====== Data rows ======
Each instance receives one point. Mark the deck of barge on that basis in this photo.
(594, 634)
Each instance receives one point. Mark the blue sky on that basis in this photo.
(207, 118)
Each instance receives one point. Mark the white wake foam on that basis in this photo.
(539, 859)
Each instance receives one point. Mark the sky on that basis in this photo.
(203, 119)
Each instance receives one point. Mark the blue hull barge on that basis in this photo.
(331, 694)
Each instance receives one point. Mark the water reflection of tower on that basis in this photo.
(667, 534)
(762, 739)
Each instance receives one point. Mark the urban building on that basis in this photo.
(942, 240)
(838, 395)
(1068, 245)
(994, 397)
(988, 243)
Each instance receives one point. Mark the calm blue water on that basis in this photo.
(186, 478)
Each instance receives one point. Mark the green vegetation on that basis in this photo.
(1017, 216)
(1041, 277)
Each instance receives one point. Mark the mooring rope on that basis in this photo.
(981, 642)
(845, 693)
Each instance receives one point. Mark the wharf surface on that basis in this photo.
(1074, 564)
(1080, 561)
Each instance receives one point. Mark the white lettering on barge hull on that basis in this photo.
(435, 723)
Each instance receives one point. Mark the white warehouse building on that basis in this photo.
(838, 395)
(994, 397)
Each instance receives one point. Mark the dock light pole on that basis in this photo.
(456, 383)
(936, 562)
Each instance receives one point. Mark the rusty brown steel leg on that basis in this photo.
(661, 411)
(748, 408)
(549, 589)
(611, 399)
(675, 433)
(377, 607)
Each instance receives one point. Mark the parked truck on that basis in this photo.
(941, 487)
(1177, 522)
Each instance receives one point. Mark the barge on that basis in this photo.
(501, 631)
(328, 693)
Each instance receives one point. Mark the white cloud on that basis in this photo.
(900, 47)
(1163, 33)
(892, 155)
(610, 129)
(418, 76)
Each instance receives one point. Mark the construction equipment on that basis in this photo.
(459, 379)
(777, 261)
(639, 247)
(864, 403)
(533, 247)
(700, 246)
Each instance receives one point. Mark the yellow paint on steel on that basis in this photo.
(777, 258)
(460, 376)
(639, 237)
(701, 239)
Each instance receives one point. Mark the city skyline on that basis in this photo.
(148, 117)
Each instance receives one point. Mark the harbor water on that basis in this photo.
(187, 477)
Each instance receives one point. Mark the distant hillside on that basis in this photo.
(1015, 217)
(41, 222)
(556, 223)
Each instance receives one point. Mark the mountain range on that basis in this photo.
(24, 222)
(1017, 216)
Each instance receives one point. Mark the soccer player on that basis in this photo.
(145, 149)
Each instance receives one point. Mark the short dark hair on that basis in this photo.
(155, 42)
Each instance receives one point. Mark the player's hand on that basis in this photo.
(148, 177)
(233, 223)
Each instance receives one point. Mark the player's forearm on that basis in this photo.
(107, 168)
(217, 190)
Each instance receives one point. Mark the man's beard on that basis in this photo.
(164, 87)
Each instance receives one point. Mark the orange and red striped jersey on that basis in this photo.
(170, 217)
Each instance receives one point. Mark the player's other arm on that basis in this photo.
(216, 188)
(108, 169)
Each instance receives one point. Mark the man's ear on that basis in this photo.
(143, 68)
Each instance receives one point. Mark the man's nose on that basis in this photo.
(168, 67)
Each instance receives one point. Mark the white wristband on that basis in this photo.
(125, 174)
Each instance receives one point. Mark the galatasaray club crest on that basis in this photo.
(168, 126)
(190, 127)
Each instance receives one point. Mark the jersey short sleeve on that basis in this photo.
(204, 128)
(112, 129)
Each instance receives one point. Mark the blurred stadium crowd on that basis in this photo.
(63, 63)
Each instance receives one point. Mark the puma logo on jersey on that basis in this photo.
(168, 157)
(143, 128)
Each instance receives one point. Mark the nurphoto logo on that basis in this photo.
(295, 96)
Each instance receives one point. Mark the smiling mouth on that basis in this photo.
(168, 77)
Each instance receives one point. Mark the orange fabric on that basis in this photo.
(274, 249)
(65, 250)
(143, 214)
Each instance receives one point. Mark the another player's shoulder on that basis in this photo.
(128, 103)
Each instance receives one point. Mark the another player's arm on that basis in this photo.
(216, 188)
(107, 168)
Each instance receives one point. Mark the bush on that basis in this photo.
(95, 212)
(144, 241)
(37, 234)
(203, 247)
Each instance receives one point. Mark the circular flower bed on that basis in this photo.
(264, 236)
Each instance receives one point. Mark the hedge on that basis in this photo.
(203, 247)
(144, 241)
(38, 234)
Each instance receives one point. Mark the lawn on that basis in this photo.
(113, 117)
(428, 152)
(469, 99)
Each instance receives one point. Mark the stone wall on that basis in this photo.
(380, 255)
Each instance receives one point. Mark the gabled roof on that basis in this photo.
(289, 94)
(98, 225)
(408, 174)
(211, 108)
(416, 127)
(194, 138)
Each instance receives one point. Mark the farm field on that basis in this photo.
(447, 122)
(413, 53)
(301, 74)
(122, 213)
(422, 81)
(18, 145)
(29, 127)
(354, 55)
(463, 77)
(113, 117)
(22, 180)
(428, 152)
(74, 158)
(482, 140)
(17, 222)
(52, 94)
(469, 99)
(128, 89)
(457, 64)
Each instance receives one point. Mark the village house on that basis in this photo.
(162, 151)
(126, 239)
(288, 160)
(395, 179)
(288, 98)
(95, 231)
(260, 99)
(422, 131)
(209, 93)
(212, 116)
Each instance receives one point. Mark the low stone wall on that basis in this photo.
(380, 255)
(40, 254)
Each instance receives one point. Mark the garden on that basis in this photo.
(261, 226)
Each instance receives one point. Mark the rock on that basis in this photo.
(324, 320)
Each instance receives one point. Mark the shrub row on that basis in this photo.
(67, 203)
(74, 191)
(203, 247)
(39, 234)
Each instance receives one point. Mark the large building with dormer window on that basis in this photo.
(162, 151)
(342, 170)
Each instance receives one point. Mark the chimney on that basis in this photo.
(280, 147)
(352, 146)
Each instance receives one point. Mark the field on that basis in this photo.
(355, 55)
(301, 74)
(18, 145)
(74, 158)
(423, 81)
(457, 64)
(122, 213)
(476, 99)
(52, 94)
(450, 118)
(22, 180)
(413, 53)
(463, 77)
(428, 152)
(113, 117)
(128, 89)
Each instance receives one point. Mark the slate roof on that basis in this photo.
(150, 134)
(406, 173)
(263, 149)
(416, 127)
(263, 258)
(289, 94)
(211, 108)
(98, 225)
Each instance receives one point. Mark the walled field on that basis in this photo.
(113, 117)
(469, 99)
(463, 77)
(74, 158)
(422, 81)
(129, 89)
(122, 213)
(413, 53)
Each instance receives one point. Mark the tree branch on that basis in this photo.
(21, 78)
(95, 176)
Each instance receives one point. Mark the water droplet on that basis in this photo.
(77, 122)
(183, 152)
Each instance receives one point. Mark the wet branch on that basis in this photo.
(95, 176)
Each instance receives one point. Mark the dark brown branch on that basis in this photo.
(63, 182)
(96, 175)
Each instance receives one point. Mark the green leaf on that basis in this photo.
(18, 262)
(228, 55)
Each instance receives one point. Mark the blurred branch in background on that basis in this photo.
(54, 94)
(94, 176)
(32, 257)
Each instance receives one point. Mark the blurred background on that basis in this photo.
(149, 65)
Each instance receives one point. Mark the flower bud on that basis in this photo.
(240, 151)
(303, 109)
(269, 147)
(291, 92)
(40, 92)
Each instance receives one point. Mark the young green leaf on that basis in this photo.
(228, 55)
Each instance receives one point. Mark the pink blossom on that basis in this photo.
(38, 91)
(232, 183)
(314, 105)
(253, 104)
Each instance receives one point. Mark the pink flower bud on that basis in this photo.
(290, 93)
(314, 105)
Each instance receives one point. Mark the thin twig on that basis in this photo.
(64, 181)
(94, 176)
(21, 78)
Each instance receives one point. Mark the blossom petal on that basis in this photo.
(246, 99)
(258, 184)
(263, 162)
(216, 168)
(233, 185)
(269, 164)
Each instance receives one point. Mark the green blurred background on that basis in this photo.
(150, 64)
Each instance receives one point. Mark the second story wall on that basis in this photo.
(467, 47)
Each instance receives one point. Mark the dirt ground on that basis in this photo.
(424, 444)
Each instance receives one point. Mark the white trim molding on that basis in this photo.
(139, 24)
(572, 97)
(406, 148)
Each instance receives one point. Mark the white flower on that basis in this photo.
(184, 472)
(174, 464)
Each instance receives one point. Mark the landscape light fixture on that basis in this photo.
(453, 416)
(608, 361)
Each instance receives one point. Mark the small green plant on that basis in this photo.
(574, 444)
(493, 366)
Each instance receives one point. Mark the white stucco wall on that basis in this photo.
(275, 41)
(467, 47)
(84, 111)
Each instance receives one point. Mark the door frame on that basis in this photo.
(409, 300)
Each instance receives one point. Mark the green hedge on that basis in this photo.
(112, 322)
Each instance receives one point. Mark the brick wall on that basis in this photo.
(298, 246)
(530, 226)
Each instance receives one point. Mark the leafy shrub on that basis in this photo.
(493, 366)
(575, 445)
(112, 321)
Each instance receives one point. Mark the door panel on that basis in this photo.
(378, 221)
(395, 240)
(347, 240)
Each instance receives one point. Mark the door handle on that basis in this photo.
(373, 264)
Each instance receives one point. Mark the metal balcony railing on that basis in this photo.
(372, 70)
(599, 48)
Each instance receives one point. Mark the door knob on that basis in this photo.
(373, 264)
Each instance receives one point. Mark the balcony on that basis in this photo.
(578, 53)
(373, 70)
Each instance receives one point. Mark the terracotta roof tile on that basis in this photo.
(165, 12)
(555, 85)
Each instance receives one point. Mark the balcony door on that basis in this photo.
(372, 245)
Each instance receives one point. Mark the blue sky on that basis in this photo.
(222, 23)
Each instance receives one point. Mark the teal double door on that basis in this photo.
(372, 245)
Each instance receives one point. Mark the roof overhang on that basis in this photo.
======
Task requirements: Reproduce precisely the span of lines that begins at the line containing "Each instance receives one point. Mark the balcony on" and ends with the last line of the listing.

Expected output:
Each instance receives one point. Mark the balcony on that basis in this photo.
(578, 53)
(373, 70)
Each instance receives one point. Mark the terracotta roof tile on that basis in this photo.
(165, 12)
(555, 85)
Each instance receives one point. Mark the balcony door on that basis in this photo.
(372, 245)
Each instance receives one point. Mark the blue sky on that basis in this photo.
(222, 23)
Each instance receives one point. Mark the teal double door on that basis in this photo.
(372, 245)
Each instance receives one point. Mark the roof overhang on that basis in this photo.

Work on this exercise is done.